▶ EXTRACTED TEXT
[Begin]

We describe how to compute a XOR distance (as known as an Hamming weight distance) in Concrete. This can be useful in particular for biometry use-cases, where obviously, private is a very interesting feature.
The full code can be done here. Execution times of the different functions are given in the final section.
Goal here is to compute
def dist_in_clear(x, y):
return numpy.sum(hw(x ^ y))
function in FHE. This function XOR to values, and compute hw
of the result, which is the Hamming
weight, and is defined as the number of set bits.
For example, for x = 0xf3 = 0b11110011
and y = 0xbc = 0x10111100
, we would have
x ^ y = 0b01001111 = 0x4f
, and so dist_in_clear(x, y) = 5
since there are 5 set bits in 0x4f
.
Or, in other words, dist_in_clear(x, y) = 5
means that bits of x
and bits of y
differ in 5
different locations:
0b11110011
0x10111100
^ ^^^^
This is a distance function, which can be used for various purpose, including measuring how two
vectors are close to each other. In the context of biometry (or others), it may be very interesting
to compute this function over encrypted x
and y
vectors.
In the full code, we use a first implementation, which is
def dist_in_fhe_directly_from_cp(x, y):
return np.sum(hw(x ^ y))
Here, it's a pure copy of the code in Concrete, and it compiles directly into FHE code!
In the full code, we use a second implementation, which is
def dist_in_fhe_with_bits_1b(x, y):
z = x + y
zx = fhe.bits(z)[0]
return np.sum(zx)
This function only works for bit-vectors x
and y
(as opposed to other functions). Here, we use
fhe.bits
operator to extract the least-significant bit of the addition x+y
: indeed, this least
signification bit is exactly x ^ y
.
In the full code, we use a third implementation, which is
def dist_in_fhe_with_xor_internal(x, y, bitsize_w):
power = 2**bitsize_w
table = fhe.LookupTable([hw((i % power) ^ (i // power)) for i in range(power**2)])
z = x + power * y
zx = table[z]
return np.sum(zx)
Here, we concatenate the elements of x
and y
(which are of bitsize bitsize_w
) into a
2 * bitsize_w
input, and use a 2 * bitsize_w
-bit programmable bootstrapping.
In the full code, we use a fourth implementation, which is
def dist_in_fhe_with_multivariate_internal(x, y):
zx = fhe.multivariate(lambda x, y: hw(x ^ y))(x, y)

[End]

▶ DATA BLOCK
[Begin]

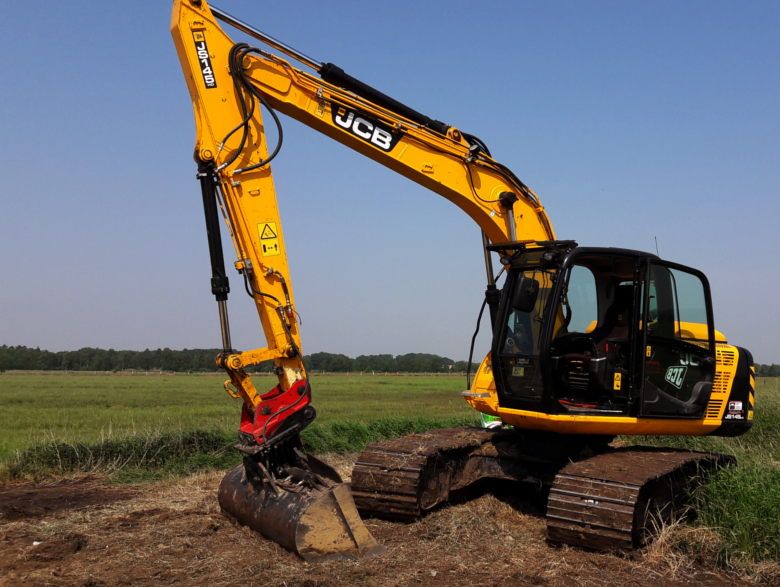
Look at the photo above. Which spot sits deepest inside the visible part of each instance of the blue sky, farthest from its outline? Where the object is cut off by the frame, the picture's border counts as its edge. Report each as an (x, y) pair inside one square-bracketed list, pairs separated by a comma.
[(631, 120)]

[End]

▶ EXERCISE DESCRIPTION
Reproduce the stretch of the Concrete XOR distance text from "We describe how" through "numpy.sum(hw(x ^ y))", word for word.

▶ IN RESPONSE
We describe how to compute a XOR distance (as known as an Hamming weight distance) in Concrete. This can be useful in particular for biometry use-cases, where obviously, private is a very interesting feature.
The full code can be done here. Execution times of the different functions are given in the final section.
Goal here is to compute
def dist_in_clear(x, y):
return numpy.sum(hw(x ^ y))